(Saved data entries)
::::::::
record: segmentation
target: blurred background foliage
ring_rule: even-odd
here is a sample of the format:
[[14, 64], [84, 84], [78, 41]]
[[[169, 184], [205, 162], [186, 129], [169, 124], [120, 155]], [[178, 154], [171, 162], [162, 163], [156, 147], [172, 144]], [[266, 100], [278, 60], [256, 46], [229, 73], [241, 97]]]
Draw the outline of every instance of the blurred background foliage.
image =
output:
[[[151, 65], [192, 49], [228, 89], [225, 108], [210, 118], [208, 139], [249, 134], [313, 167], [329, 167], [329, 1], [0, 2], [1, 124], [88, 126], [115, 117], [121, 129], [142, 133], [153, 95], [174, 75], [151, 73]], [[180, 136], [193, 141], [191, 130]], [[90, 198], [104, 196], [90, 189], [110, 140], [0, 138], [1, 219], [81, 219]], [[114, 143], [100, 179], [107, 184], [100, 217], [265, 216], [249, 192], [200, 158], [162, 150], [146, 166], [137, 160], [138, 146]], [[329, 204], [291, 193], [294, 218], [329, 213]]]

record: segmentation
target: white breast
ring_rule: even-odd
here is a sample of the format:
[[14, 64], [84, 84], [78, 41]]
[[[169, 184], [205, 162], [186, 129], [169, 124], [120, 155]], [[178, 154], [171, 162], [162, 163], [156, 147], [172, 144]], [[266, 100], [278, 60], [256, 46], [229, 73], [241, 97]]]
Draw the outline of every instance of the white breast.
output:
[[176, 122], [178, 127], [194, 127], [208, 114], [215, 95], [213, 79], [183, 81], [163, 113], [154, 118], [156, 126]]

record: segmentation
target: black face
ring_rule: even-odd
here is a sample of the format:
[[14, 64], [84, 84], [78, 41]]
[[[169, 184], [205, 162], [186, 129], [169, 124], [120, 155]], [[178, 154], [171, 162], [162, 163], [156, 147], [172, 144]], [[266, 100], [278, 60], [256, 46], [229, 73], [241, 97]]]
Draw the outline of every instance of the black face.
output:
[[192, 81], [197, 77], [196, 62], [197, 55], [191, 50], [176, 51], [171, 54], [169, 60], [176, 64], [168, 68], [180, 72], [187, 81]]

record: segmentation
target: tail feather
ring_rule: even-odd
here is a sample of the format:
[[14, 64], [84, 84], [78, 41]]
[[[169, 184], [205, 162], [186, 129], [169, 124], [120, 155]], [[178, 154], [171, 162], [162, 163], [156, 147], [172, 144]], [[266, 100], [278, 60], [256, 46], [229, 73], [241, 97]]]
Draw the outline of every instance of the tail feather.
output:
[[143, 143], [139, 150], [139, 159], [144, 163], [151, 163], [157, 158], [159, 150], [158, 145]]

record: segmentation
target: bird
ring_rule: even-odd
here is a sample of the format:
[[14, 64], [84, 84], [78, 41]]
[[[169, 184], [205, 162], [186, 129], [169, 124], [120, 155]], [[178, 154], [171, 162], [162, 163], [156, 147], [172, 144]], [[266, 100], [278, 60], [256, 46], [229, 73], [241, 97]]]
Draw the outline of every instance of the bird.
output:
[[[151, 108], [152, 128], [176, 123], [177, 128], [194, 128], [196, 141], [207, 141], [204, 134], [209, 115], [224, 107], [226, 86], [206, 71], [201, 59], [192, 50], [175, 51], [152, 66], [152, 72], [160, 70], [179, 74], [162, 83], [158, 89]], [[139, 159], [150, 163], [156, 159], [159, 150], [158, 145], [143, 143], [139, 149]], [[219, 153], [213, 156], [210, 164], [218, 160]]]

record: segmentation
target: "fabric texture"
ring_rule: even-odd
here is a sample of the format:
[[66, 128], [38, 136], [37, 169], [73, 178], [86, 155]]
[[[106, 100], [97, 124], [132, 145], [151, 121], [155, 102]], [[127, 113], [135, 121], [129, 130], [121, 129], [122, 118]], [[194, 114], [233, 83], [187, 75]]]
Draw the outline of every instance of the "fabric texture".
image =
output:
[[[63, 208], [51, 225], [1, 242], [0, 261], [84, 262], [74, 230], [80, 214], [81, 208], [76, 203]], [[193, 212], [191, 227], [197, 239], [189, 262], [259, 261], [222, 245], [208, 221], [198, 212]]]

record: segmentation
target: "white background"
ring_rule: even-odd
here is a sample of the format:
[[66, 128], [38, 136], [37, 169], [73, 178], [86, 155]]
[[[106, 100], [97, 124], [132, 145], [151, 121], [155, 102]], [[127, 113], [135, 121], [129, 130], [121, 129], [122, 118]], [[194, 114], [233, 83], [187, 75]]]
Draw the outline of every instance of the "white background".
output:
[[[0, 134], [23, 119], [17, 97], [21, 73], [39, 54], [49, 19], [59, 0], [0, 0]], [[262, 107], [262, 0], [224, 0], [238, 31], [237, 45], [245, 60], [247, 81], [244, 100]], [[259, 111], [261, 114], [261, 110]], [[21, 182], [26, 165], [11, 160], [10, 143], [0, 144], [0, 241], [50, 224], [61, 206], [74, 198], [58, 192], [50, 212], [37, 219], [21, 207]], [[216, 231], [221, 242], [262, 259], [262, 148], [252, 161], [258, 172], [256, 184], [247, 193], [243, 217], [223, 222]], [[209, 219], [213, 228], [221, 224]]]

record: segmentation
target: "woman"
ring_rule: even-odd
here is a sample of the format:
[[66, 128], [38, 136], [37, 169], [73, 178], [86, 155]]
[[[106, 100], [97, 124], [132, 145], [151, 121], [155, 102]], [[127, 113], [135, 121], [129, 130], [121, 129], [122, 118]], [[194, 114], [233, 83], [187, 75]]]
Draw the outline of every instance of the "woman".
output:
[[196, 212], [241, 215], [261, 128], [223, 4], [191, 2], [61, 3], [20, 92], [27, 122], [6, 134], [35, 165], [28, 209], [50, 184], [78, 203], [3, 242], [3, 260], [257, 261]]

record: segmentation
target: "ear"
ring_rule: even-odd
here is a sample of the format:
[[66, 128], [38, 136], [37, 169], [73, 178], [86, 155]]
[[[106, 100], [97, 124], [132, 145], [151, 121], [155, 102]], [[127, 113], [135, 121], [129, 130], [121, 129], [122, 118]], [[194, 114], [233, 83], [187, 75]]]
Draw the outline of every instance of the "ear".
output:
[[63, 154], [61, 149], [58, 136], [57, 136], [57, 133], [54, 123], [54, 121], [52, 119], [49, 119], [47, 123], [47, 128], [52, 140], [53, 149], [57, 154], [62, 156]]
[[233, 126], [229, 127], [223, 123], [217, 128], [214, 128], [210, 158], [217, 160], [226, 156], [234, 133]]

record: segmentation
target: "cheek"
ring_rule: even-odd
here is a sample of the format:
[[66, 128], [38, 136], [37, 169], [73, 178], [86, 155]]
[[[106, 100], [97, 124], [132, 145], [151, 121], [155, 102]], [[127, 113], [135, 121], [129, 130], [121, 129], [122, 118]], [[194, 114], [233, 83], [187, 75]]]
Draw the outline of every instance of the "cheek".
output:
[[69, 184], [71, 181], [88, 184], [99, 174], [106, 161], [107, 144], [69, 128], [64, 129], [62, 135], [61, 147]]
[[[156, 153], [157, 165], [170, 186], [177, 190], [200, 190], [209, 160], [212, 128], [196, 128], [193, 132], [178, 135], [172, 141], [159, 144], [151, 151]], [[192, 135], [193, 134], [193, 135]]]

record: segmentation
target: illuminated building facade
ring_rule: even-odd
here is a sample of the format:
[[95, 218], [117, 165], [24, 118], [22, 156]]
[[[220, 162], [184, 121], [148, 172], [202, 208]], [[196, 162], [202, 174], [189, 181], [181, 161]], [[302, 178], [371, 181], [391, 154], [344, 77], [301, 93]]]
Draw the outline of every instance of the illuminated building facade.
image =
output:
::::::::
Could you gather every line in the saved data entries above that contains the word "background"?

target: blurred background foliage
Draw the outline of every instance of the blurred background foliage.
target: "white background"
Draw the outline of every instance of the "white background".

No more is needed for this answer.